What the exercise asks
Reproduce all of the data below word for word, keeping every line.

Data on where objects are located
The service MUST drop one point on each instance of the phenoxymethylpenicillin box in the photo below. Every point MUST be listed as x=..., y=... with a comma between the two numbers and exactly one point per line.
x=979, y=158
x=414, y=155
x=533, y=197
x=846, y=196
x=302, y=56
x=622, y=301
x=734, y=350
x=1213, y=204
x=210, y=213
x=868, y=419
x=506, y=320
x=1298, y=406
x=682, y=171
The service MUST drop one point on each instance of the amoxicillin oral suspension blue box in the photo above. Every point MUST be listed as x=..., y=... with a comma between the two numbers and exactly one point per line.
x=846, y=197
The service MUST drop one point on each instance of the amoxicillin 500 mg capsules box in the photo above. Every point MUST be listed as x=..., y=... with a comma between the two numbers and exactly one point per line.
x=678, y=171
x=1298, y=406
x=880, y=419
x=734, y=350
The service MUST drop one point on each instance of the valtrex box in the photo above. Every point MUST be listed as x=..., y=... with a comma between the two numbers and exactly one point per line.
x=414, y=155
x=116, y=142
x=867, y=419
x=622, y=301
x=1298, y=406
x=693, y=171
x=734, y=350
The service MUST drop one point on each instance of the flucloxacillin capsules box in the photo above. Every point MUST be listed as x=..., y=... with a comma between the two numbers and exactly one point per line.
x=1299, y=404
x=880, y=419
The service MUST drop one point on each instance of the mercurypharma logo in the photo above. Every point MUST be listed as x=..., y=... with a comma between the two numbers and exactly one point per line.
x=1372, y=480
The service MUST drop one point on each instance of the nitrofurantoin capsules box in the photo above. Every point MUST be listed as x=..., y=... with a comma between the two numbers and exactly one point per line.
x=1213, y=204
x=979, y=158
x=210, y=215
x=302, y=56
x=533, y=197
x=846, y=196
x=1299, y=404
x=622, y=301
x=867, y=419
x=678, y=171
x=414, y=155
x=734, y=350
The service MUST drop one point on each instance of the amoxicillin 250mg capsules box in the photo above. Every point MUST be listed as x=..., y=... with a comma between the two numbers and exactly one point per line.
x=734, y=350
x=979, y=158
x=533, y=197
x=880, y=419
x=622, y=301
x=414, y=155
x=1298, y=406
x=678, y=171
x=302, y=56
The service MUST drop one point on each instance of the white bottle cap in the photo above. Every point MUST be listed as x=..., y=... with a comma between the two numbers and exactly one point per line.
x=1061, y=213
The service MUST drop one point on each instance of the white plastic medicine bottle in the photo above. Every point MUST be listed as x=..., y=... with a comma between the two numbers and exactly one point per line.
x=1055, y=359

Worked solution
The service MUST drop one point on each instance of the phenoxymethylpenicillin box in the photo below. Every point MUST be listed as x=..., y=... with a comma between the two numbers and exactly one point per line.
x=979, y=158
x=414, y=155
x=533, y=197
x=846, y=196
x=302, y=56
x=622, y=301
x=734, y=350
x=1213, y=204
x=210, y=213
x=868, y=419
x=506, y=320
x=1298, y=406
x=682, y=171
The service MUST drop one point on each instance of the amoxicillin oral suspension blue box in the photo above. Every point MUST be listed as x=..., y=... with a comma between the two numbers and exactly one point per line.
x=846, y=197
The service MUST drop one point on each instance of the amoxicillin 500 mg capsules box in the photo above. Every point MUST be listed as x=..., y=... with a comma between the two numbers and exactly one point per line.
x=678, y=171
x=1298, y=406
x=880, y=419
x=734, y=350
The service MUST drop one point on each instance of the valtrex box in the photo above. Every point MUST be listed as x=..., y=... with a comma between the two numbers and exactly one point per line.
x=414, y=155
x=116, y=142
x=867, y=419
x=622, y=301
x=1298, y=406
x=693, y=171
x=734, y=350
The service MUST drop one point on each instance of the flucloxacillin capsules box in the photo above. Every point MUST be listed as x=..., y=... with a comma between the two numbers and exactly one point per line.
x=1299, y=404
x=880, y=419
The service MUST drop one point on each instance of the mercurypharma logo in the photo above. Every point MUST be listed as x=..., y=... with a comma between the two numbers and exactly one point per line.
x=1372, y=480
The service MUST drop one point on each instance of the nitrofurantoin capsules box in the photo above. Every point MUST be listed as x=..., y=... with a comma between the two numbers and exactly one point per line.
x=1213, y=204
x=979, y=158
x=210, y=215
x=302, y=56
x=533, y=197
x=846, y=196
x=1299, y=404
x=622, y=301
x=867, y=419
x=678, y=171
x=414, y=155
x=734, y=350
The service MUST drop one point on each instance of the amoxicillin 250mg capsules box in the photo above. Every point MUST be listed as x=..., y=... with a comma between the two numbers and exactly one point per line.
x=734, y=350
x=979, y=158
x=533, y=197
x=880, y=419
x=622, y=301
x=414, y=155
x=1298, y=406
x=678, y=171
x=302, y=56
The service MUST drop one point on each instance of the white bottle cap in the photo above. Every point MUST be listed as x=..., y=... with a comma between the two numbers and exactly one point per line.
x=1061, y=213
The service MUST drop one point on each instance of the white plastic medicine bottle in the photo above. Every point MUST be listed as x=..., y=... with a comma between the two numbers and exactly one point per line.
x=1055, y=359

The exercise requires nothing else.